Natural-language object grounding data:
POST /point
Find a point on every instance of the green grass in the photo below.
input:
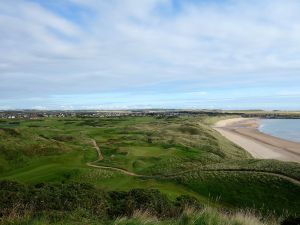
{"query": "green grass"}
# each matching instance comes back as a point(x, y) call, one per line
point(57, 150)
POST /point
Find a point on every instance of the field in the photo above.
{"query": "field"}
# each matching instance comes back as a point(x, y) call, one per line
point(177, 156)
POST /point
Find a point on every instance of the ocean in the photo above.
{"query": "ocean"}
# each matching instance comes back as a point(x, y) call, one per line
point(288, 129)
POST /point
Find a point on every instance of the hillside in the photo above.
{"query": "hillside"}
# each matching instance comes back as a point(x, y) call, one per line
point(176, 156)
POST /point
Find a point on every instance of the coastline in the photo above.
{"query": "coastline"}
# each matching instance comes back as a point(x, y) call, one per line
point(244, 132)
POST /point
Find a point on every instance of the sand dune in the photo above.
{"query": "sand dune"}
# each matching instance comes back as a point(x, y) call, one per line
point(244, 132)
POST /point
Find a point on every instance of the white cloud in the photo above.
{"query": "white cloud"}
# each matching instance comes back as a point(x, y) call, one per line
point(122, 45)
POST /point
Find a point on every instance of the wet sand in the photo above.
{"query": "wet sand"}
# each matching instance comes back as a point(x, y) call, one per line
point(244, 132)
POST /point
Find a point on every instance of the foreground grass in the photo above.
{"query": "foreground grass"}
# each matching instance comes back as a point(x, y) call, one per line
point(206, 216)
point(57, 150)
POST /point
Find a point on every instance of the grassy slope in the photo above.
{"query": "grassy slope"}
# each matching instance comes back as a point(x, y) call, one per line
point(57, 150)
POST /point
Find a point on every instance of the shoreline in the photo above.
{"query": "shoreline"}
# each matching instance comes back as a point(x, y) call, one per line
point(244, 133)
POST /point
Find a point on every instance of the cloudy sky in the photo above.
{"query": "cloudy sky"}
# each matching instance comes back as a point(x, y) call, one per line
point(117, 54)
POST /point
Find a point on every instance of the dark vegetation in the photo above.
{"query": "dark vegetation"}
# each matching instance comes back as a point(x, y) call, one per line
point(44, 172)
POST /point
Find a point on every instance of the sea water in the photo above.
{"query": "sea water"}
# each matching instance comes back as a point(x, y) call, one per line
point(288, 129)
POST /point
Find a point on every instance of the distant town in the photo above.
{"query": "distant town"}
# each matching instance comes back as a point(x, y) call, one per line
point(37, 114)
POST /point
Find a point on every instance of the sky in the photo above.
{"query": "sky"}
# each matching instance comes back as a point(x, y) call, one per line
point(129, 54)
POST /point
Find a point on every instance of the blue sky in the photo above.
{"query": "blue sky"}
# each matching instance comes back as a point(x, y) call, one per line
point(120, 54)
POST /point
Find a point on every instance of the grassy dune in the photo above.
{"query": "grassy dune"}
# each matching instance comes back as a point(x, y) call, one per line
point(182, 155)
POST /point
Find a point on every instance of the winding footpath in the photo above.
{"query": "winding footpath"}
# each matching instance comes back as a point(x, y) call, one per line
point(168, 176)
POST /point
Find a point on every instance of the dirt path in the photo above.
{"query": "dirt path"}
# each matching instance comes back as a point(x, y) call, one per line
point(126, 172)
point(100, 156)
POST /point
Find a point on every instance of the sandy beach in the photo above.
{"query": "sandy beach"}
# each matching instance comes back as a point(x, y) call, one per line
point(244, 132)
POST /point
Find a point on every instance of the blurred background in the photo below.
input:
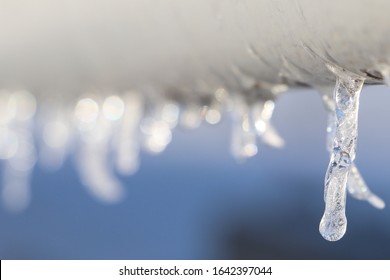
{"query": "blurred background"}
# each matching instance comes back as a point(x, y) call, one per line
point(194, 201)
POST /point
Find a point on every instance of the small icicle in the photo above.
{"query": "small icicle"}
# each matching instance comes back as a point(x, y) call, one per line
point(356, 185)
point(243, 143)
point(261, 113)
point(346, 96)
point(384, 69)
point(92, 158)
point(127, 142)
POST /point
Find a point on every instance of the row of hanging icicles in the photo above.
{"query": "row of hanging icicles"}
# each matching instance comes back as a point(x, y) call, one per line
point(102, 133)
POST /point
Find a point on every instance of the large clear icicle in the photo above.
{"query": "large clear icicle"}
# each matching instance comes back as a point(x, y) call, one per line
point(356, 185)
point(346, 96)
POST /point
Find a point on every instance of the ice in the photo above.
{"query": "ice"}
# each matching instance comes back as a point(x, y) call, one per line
point(333, 224)
point(356, 185)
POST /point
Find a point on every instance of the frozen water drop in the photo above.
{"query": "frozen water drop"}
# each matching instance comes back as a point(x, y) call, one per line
point(356, 185)
point(346, 96)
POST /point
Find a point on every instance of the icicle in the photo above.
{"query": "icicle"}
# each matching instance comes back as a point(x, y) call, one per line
point(384, 70)
point(127, 144)
point(95, 130)
point(356, 185)
point(243, 143)
point(156, 129)
point(346, 96)
point(16, 123)
point(261, 114)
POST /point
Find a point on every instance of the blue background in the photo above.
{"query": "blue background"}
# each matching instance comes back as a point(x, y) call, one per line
point(195, 202)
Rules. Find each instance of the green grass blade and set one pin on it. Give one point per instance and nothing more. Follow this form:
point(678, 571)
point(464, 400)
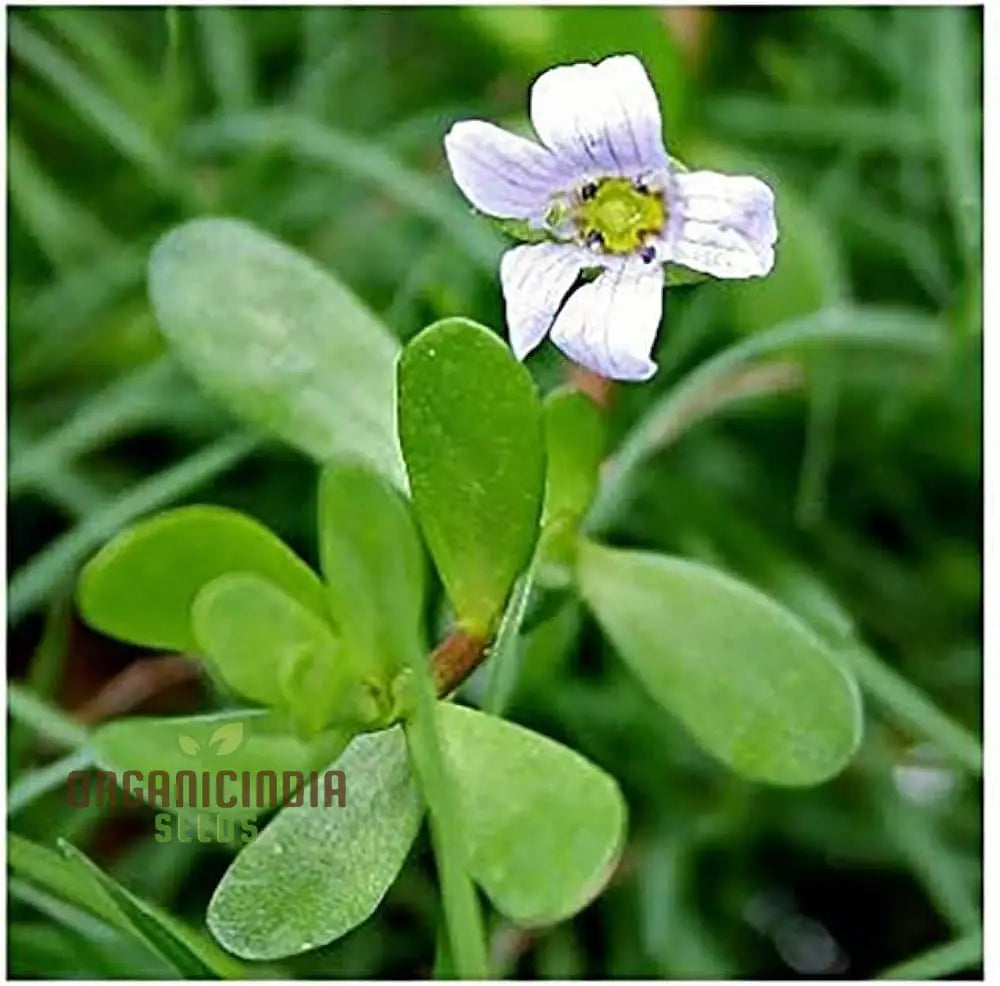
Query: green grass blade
point(56, 561)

• What is being asked:
Bring together all lines of the entries above in which the string "grassy" occurs.

• Response:
Find a point on every instance of the grassy slope in the photo above.
{"query": "grassy slope"}
Find a point on every instance of the grassy dune in the photo above.
{"query": "grassy dune"}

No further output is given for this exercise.